■ Brief
Print the whole listing exactly.

■ Dataset rows
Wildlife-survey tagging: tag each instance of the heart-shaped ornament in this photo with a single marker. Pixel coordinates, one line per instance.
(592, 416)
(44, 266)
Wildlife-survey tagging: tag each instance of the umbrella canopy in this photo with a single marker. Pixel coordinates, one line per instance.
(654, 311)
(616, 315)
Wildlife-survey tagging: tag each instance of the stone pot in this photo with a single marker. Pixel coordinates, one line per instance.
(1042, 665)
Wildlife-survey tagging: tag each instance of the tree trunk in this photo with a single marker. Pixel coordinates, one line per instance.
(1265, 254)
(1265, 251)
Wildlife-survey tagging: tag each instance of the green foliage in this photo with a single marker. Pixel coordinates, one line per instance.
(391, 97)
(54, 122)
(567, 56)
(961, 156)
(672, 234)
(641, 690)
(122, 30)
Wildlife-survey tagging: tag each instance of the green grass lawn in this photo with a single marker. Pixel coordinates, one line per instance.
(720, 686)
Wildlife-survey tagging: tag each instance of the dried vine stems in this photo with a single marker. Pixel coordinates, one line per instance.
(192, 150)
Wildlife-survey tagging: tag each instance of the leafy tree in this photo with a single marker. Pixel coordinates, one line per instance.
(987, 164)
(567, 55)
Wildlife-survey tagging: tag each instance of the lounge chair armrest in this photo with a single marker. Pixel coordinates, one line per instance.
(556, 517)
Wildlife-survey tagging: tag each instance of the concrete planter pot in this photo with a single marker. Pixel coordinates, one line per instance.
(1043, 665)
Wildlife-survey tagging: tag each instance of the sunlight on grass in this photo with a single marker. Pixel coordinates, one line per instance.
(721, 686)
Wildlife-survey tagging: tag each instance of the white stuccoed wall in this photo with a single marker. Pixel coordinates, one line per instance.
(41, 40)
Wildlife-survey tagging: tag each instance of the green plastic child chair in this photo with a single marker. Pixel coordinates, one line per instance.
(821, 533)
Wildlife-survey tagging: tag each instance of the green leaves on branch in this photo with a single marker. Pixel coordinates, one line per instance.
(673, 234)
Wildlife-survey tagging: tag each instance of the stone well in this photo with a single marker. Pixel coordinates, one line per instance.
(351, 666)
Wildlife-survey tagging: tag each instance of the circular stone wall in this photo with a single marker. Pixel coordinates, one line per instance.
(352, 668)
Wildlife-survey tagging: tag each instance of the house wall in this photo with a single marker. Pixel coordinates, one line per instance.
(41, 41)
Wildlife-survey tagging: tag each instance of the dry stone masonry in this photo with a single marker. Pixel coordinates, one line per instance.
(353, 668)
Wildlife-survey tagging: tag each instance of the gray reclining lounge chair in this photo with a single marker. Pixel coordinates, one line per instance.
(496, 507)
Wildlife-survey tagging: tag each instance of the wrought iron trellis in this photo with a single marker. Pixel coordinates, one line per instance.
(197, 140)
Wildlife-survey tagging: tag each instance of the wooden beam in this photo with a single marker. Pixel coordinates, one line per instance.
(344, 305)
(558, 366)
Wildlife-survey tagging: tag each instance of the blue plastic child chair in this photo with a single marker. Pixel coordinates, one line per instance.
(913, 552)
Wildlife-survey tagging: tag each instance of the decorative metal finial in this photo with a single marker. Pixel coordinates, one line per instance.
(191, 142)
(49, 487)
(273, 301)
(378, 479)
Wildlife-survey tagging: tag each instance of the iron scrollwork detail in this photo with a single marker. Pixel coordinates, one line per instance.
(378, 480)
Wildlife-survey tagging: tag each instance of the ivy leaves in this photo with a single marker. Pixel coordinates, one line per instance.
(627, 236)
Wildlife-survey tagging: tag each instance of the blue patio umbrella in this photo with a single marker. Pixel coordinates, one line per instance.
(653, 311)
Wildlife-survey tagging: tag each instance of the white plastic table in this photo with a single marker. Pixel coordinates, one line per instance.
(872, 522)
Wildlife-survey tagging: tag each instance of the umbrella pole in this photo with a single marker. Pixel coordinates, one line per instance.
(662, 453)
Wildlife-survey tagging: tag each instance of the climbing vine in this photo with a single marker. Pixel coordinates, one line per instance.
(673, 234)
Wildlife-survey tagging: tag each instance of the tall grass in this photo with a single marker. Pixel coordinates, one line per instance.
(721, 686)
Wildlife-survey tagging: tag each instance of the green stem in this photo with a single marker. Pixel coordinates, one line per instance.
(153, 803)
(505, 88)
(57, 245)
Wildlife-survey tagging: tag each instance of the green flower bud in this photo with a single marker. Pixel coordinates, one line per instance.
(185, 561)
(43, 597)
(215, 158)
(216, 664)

■ Exercise output
Wildlife-survey tagging: tag each instance of the heart-shaped ornament in this photo with a single marker. Pixel coordinates, one line per instance.
(592, 416)
(44, 266)
Wildlife-survey tagging: tag each instance of the umbrella canopy in this photo with a single marker. Pixel coordinates, one line per instance.
(654, 311)
(616, 315)
Wildlife-survey tagging: tag each instance of the stone pot in this photo with a single marker. Pixel coordinates, one line per instance.
(1042, 665)
Wildlife-survey tagging: tag each instance of the tree trunk in this photo with a single marker. Pixel coordinates, one line per instance.
(1265, 254)
(1265, 251)
Wildlife-survey tagging: tag each instance of the green foliage in this photo with a single marker. Pixel coordinates, one line per instance.
(391, 97)
(54, 122)
(567, 56)
(961, 156)
(672, 234)
(641, 690)
(122, 30)
Wildlife-survey tagging: tag each instance of the green grass lawn in this photo with a single marker. Pixel coordinates, one line per instance.
(720, 686)
Wildlife-survey tagging: tag each instance of the dried vine stems in this photo with a single marker. Pixel coordinates, one line per instance.
(192, 150)
Wildlife-survey tagging: tag each instance of the leafy tree in this photo with a single marker. Pixel coordinates, one line per instance.
(987, 164)
(567, 55)
Wildlife-survey tagging: tag each instance of the lounge chair armrest in this photo with a single marker. Pixel coordinates, one line per instance.
(556, 517)
Wildlife-survey tagging: tag each instance of the concrete planter pot in this photo with a single marker. Pixel coordinates, one line per instance.
(1043, 665)
Wildlife-survey tagging: tag each instance of the sunlight on grass in this photo with a single marker. Pixel coordinates, one line per instance.
(721, 686)
Wildlife-survey tagging: tag each instance of the white stuccoed wall in this photo with a single marker. Pixel coordinates, one line per instance.
(41, 40)
Wildlife-survey tagging: tag each instance of the green plastic child chair in this photo with a single marker. Pixel coordinates, one line per instance.
(821, 533)
Wildlife-survey tagging: tag each instance of the green leaves on branch in this photo with a single marker. Pixel coordinates, one line per instance.
(673, 234)
Wildlife-survey tagging: tag each instance of the stone well in this photo with a single marker. Pixel coordinates, one line per instance.
(351, 666)
Wildlife-survey tagging: tag each instance of the circular stone wall in this photo with a single marker. Pixel coordinates, one line per instance.
(352, 668)
Wildlife-survey tagging: tag each instance of the house wall in this photo with a single marker. Pixel coordinates, one line per instance.
(41, 41)
Wildlife-survey tagging: tag each instance of the dry stone masonry in this photo with a single marker. Pixel coordinates, one line per instance.
(353, 668)
Wildlife-survey tagging: tag each instance of the gray reclining lounge chair in this photo with a single marker. Pixel coordinates, one line per instance.
(496, 507)
Wildlife-survey tagging: tag each instance of the wrought iron trellis in this photo with a single marker. Pixel coordinates, one line per instance.
(197, 140)
Wildlife-survey tagging: tag each instance of the wooden beam in this photo with a single marker. Pixel coordinates, one line per instance.
(344, 305)
(558, 366)
Wildlife-survey tagging: tag each instance of the blue plastic child chair in this photo with a single marker. Pixel coordinates, one line per instance.
(913, 552)
Wildlife-survey tagging: tag each instance of the decorative metal finial in this photo with a single marker. Pixel coordinates, one line per instance.
(191, 142)
(49, 487)
(273, 301)
(378, 479)
Wildlife-survey tagging: tag each instance of the iron scrollwork detail in this photo with a single marker. Pixel coordinates, one line per instance.
(378, 480)
Wildlife-survey tagging: tag each instance of the ivy leaves in this photo with a single marker. Pixel coordinates, one line per instance.
(627, 236)
Wildlife-survey tagging: tag each instance of the blue patio umbrella in this photo with a single marker. Pixel coordinates, one line per instance.
(653, 311)
Wildlife-survey tagging: tag each instance of the white plastic table in this photo with a single marker. Pixel coordinates, one line per instance.
(872, 522)
Wildlife-survey tagging: tag each instance of the umbrella pole in this photo with a single marker. Pixel coordinates, one line per instance.
(662, 453)
Wildlife-survey tagging: tag each instance of the climbing vine in this photo with a single marker. Pixel coordinates, one line per instance.
(673, 234)
Wildlife-survey tagging: tag each instance of the tall grass in this photo with a single marker. Pixel coordinates, one line per instance.
(721, 686)
Wildlife-survey tagging: tag each instance of the green stem in this photo with a single marker. Pixel coordinates, one line per instance.
(153, 803)
(505, 88)
(57, 245)
Wildlife-survey tagging: tag each instance of the green flower bud in this photo with a single marker. Pixel coordinates, one line per instance.
(185, 561)
(43, 597)
(215, 158)
(216, 664)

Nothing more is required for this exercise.